### MATERIALS PROVIDED ###
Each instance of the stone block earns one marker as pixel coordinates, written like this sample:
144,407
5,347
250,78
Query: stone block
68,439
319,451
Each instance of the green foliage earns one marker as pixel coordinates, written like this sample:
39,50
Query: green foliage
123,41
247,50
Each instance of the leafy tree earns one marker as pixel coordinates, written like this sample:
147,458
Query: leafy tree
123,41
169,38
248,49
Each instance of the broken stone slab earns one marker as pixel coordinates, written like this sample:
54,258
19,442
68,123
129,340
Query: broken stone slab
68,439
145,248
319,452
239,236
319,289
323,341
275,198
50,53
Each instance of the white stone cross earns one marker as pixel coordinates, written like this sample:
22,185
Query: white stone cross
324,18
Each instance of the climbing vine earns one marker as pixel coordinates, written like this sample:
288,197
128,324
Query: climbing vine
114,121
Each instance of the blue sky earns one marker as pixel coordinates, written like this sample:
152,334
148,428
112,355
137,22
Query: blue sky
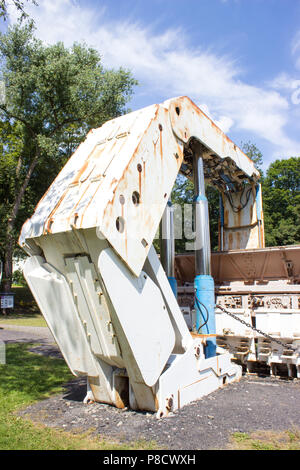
239,60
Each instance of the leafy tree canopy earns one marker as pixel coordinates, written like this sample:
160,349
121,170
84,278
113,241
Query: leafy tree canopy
53,96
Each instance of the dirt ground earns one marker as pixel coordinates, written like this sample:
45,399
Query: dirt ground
254,403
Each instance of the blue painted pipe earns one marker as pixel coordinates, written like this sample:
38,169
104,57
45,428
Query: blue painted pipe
205,311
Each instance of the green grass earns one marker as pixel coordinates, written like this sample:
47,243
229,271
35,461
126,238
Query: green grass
23,320
26,378
267,440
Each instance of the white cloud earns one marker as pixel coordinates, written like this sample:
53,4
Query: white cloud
166,65
296,49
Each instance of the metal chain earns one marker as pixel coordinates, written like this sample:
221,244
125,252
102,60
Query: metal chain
292,348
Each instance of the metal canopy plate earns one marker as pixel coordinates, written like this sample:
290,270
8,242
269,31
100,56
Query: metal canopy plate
142,315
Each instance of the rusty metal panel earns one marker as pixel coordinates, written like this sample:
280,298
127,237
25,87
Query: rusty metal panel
266,264
120,178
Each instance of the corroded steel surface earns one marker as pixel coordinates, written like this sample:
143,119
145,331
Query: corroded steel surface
276,263
119,179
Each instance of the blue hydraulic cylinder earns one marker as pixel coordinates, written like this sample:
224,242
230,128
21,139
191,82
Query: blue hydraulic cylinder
205,311
173,284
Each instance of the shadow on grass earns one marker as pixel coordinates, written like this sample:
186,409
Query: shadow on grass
29,377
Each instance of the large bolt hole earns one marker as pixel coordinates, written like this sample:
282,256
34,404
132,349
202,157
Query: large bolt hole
120,224
136,198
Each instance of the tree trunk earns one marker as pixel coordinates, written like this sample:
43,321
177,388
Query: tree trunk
10,239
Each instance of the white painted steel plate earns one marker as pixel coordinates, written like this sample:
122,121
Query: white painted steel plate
142,314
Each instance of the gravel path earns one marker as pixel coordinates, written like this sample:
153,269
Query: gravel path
###
PROBLEM STATEMENT →
Change "marker" to "point" in the lines starting at the one that contains "Each instance of the rusty" and ending at the last of the rows. Give only those lines, with everything else left the same.

RESPONSE TO THE TASK →
Each instance of the rusty metal panel earns one point as pixel coordinates, written like this sample:
280,298
127,237
25,87
Query: rusty metal panel
266,264
120,178
Each instance of the corroded steel surface earns one point as pixel coordinates, written like this sample:
143,119
145,331
Query: corroded steel surface
276,263
119,179
Each instance of the blue hydraulic cylinder earns one point as pixel coordinates, written like this sample:
224,242
230,128
21,139
191,82
Query: blue hydraulic cylinder
205,311
173,284
Each instance of the shadow on grass earns one point as pixel coordinates, written like this sample:
186,409
Query: shadow on grass
29,377
Each instance of the large bolt hole earns one point as pixel coordinates, written like this sample:
282,256
34,404
132,349
202,157
Query: large bolt hole
120,224
136,198
Each instance of the tree trunk earns one point as pixel coordinates, written like this sample:
43,321
177,388
Query: tree trunk
10,239
Each instance of the white painted steel plate earns one point as pixel coordinates, written like this sample:
122,121
Query: white painted steel plate
142,314
Each instance of the gravel path earns one point as pixel coordinates, written like this sample:
153,269
Query: gravel path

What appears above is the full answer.